### WHAT THIS TASK INVOLVES
In the entries that follow, count each line containing "cloud" and state the total, nothing more.

═══ PROVIDED MATERIAL ═══

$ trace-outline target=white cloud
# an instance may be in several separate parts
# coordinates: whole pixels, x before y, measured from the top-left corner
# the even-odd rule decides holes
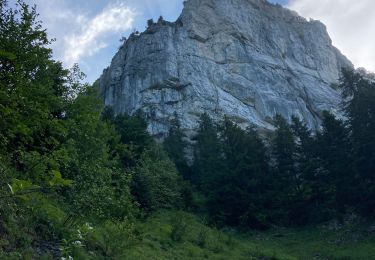
[[[374,0],[290,0],[287,7],[322,21],[333,44],[356,67],[375,71]]]
[[[110,5],[91,19],[76,16],[79,30],[64,36],[63,61],[71,66],[83,57],[95,55],[112,43],[111,34],[131,29],[135,16],[136,13],[123,3]]]

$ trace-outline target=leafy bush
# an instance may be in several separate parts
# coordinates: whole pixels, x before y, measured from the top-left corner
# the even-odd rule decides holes
[[[92,229],[85,238],[90,250],[107,257],[122,255],[135,241],[135,226],[129,220],[106,221],[103,226]]]
[[[205,228],[202,228],[199,230],[197,239],[196,239],[196,244],[199,247],[206,247],[207,245],[207,239],[208,239],[208,230]]]
[[[135,169],[133,192],[148,211],[178,208],[182,204],[182,178],[159,145],[146,150]]]
[[[94,90],[88,89],[68,110],[67,156],[63,173],[74,180],[66,192],[81,215],[121,219],[132,211],[130,176],[108,146],[119,138],[114,126],[102,121],[102,106]]]
[[[176,242],[181,242],[186,235],[188,223],[186,222],[182,213],[176,213],[172,217],[171,221],[171,239]]]

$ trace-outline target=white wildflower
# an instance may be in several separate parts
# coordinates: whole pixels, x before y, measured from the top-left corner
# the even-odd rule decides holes
[[[86,228],[87,228],[88,230],[93,230],[93,229],[94,229],[94,228],[91,226],[90,223],[86,223]]]
[[[61,257],[61,260],[74,260],[74,258],[72,256],[68,256],[68,258]]]
[[[79,240],[74,241],[73,244],[76,246],[82,246],[82,242]]]
[[[77,232],[78,232],[78,238],[79,238],[79,239],[83,239],[83,237],[82,237],[82,233],[81,233],[81,230],[78,229]]]

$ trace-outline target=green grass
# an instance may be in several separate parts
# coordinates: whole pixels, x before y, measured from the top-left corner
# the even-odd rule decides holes
[[[275,229],[238,234],[209,228],[187,213],[158,213],[138,224],[123,259],[375,259],[374,235],[356,227]],[[181,227],[182,226],[182,227]],[[175,239],[173,230],[180,230]]]
[[[375,259],[374,228],[357,222],[336,229],[321,225],[244,234],[209,227],[193,214],[164,211],[135,223],[77,220],[66,225],[66,214],[48,201],[43,205],[38,210],[40,218],[51,221],[51,227],[64,238],[61,253],[74,259]],[[0,250],[0,259],[42,259],[35,256],[30,247],[17,252]],[[52,255],[46,253],[44,259],[52,259]]]
[[[281,229],[254,234],[250,242],[297,259],[375,259],[374,235],[360,227],[332,231],[327,227]]]

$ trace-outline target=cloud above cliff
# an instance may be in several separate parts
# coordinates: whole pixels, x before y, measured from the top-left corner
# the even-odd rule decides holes
[[[16,0],[9,0],[15,4]],[[54,57],[66,67],[78,63],[93,82],[109,65],[120,38],[143,31],[148,19],[160,15],[173,21],[183,0],[25,0],[36,5],[47,29]]]
[[[92,18],[77,16],[79,30],[64,37],[63,61],[71,66],[84,56],[107,47],[109,36],[132,28],[135,11],[123,3],[112,4]]]
[[[333,44],[356,67],[375,71],[374,0],[290,0],[287,7],[322,21]]]

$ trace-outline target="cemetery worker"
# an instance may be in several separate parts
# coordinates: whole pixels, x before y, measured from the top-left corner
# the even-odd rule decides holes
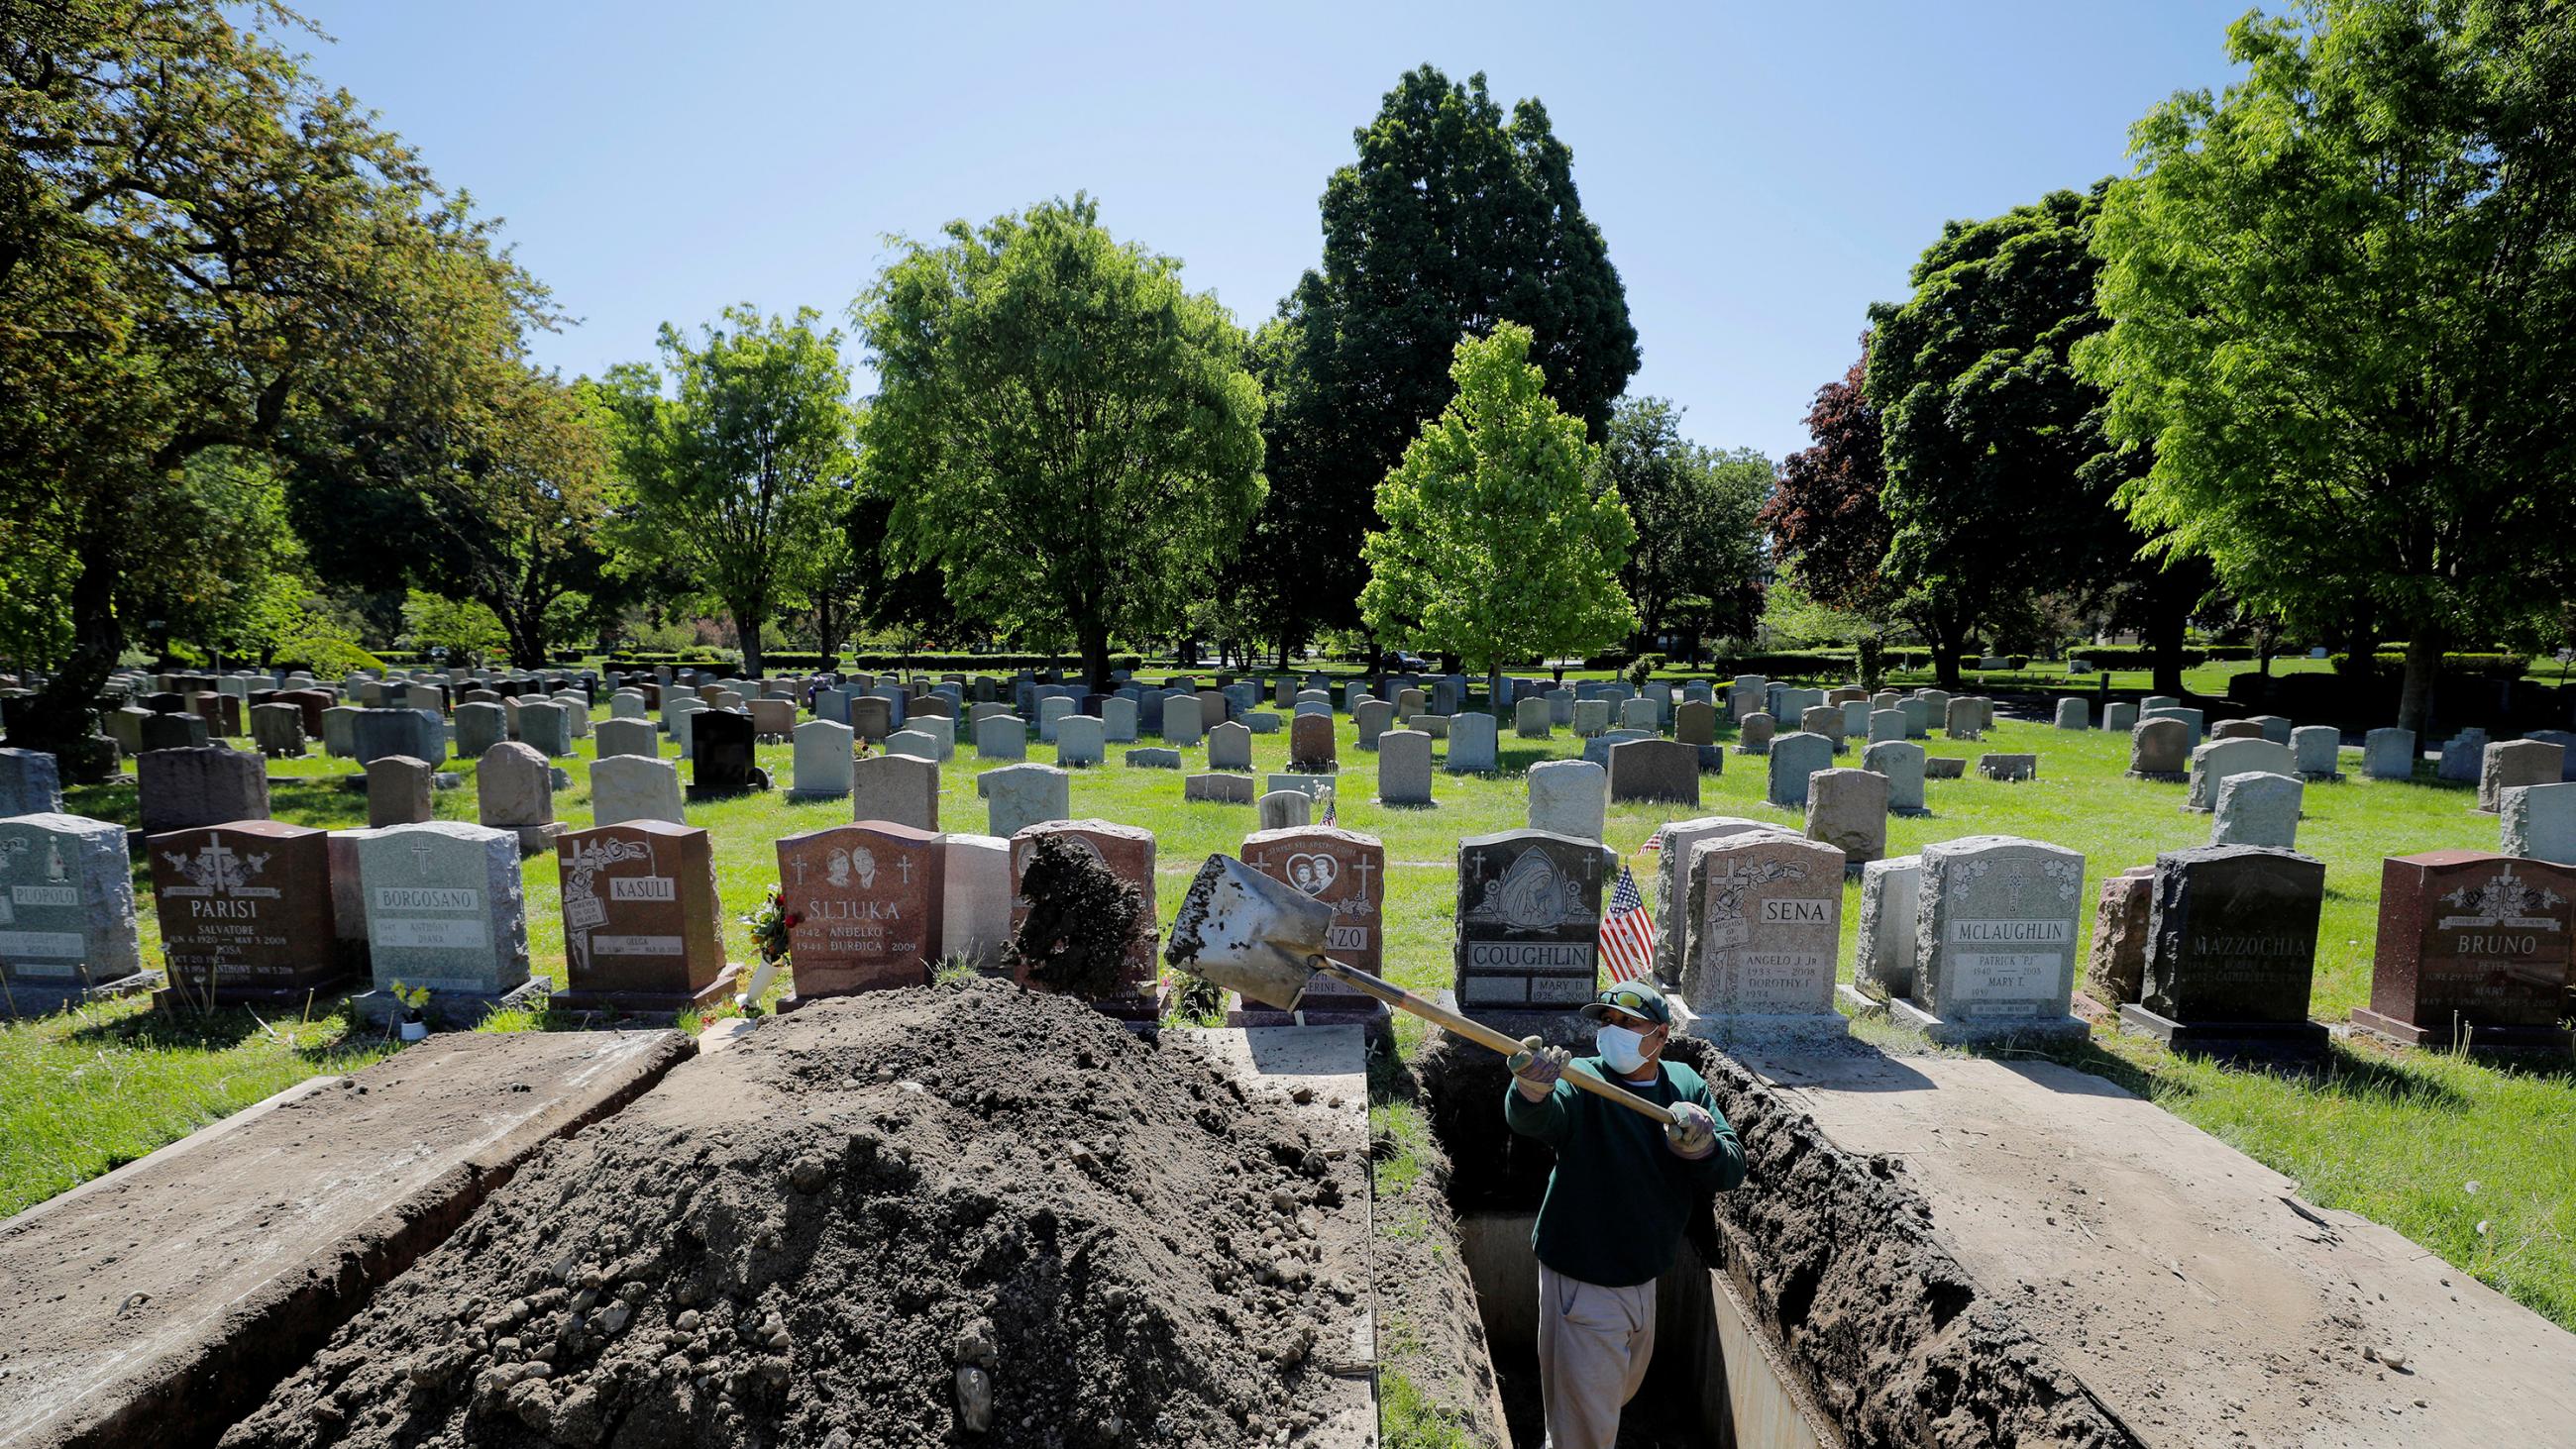
[[[1503,1120],[1556,1149],[1530,1234],[1538,1250],[1539,1392],[1550,1449],[1609,1449],[1619,1411],[1655,1352],[1655,1280],[1672,1266],[1683,1225],[1712,1191],[1744,1181],[1744,1148],[1699,1073],[1661,1060],[1672,1005],[1653,983],[1622,981],[1584,1004],[1599,1054],[1524,1039],[1511,1057]],[[1681,1120],[1578,1092],[1589,1072]]]

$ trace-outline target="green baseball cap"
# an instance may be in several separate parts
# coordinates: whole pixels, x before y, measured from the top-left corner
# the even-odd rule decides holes
[[[1624,1011],[1642,1016],[1661,1026],[1673,1024],[1673,1004],[1664,999],[1663,990],[1651,981],[1616,981],[1599,996],[1576,1008],[1585,1016],[1599,1021],[1610,1011]]]

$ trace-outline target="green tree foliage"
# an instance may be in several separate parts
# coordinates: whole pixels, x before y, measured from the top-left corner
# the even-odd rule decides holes
[[[1914,265],[1914,295],[1870,308],[1884,573],[1945,685],[1977,629],[2137,552],[2111,503],[2129,460],[2103,435],[2102,390],[2067,359],[2107,325],[2091,243],[2109,186],[1944,225]]]
[[[2228,51],[2131,133],[2078,360],[2154,446],[2132,516],[2355,654],[2402,630],[2421,729],[2446,643],[2576,592],[2576,11],[2339,0]]]
[[[509,647],[500,616],[474,599],[411,591],[403,600],[403,643],[450,664],[480,664]]]
[[[628,546],[687,571],[723,601],[742,667],[761,672],[761,627],[790,587],[797,553],[831,524],[857,476],[850,373],[822,314],[725,309],[696,345],[662,328],[663,374],[610,369],[618,471],[633,499]]]
[[[460,298],[544,296],[461,199],[267,34],[273,6],[95,0],[0,25],[0,552],[60,560],[70,647],[12,716],[71,777],[149,606],[211,535],[217,449],[291,455],[329,409],[452,369]]]
[[[1044,202],[910,243],[854,308],[876,359],[867,488],[902,556],[1027,638],[1173,627],[1261,504],[1261,388],[1181,264]]]
[[[1399,643],[1491,673],[1584,654],[1636,626],[1619,572],[1636,527],[1583,422],[1530,361],[1530,330],[1457,345],[1457,392],[1378,485],[1360,613]]]
[[[1302,639],[1360,620],[1371,502],[1448,402],[1450,349],[1504,318],[1533,336],[1549,395],[1596,441],[1637,371],[1637,331],[1574,158],[1535,99],[1507,119],[1479,74],[1407,74],[1352,135],[1323,197],[1324,256],[1262,329],[1270,502],[1251,602]]]
[[[1618,492],[1637,540],[1619,571],[1645,647],[1667,630],[1742,636],[1762,614],[1763,505],[1771,460],[1684,438],[1681,410],[1663,398],[1622,398],[1610,415],[1601,476]]]

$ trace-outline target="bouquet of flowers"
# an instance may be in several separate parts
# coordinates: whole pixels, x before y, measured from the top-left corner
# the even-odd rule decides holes
[[[787,892],[775,882],[760,909],[742,918],[742,923],[751,927],[751,943],[760,948],[760,968],[752,972],[751,985],[739,998],[744,1014],[760,1009],[760,998],[768,994],[770,981],[787,964],[787,933],[804,919],[787,909]]]

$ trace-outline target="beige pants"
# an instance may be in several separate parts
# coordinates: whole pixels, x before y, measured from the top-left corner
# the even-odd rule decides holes
[[[1538,1265],[1538,1390],[1548,1449],[1610,1449],[1655,1357],[1655,1285],[1604,1288]]]

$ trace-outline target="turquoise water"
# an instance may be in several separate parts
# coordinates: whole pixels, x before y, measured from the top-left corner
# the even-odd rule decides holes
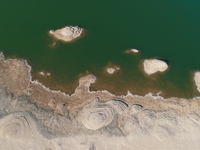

═══

### THE ANSWER
2